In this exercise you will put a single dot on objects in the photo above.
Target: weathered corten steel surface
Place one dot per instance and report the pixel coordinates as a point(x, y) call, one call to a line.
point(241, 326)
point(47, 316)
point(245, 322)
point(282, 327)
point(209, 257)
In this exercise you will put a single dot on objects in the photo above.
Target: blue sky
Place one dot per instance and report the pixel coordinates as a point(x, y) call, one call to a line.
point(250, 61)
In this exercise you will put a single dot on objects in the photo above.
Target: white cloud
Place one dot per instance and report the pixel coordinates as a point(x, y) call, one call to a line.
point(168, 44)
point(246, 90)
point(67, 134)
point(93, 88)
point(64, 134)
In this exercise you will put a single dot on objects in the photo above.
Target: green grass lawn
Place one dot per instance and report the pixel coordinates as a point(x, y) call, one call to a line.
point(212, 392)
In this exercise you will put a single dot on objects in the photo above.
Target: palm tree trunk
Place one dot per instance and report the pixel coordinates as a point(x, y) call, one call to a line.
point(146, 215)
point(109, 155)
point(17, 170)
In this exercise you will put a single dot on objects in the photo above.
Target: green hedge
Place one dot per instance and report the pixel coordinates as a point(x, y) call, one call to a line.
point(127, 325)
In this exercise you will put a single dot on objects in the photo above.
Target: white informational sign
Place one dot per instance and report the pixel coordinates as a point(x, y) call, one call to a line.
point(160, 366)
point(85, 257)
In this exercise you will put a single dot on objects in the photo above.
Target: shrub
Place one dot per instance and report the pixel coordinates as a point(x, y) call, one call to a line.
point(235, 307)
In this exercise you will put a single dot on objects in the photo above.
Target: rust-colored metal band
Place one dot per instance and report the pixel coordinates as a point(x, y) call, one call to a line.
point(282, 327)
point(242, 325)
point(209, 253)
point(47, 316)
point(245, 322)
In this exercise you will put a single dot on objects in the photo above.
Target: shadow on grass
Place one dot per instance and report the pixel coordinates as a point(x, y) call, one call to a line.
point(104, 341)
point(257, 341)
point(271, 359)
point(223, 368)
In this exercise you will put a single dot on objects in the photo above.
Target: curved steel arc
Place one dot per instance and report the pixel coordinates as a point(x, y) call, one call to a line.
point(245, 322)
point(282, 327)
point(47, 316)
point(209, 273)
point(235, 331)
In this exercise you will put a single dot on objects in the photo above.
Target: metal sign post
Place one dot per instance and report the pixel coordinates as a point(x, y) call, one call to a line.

================

● **WRITTEN REQUEST**:
Add 130 to each x and y coordinate in the point answers. Then write out every line of the data, requests included, from the first line through the line that contains "point(64, 134)".

● **THE ANSWER**:
In this exercise you will put a single dot on objects in the photo above.
Target: weathered corten steel surface
Place one dot per instance and report the pixel coordinates as a point(x, y) call, one call to a line.
point(371, 456)
point(177, 446)
point(375, 452)
point(412, 457)
point(339, 387)
In this exercise you will put a single dot on objects in the photo above.
Target: blue sky
Place one dot per instance and report the pixel coordinates as a point(x, y) call, one call to a line.
point(380, 191)
In this exercise you will put a single dot on objects in the photo above.
Target: white cloud
Place one dot per instance and report the pixel coordinates as a point(x, y) call, one call to a line.
point(298, 174)
point(376, 220)
point(197, 264)
point(223, 218)
point(194, 264)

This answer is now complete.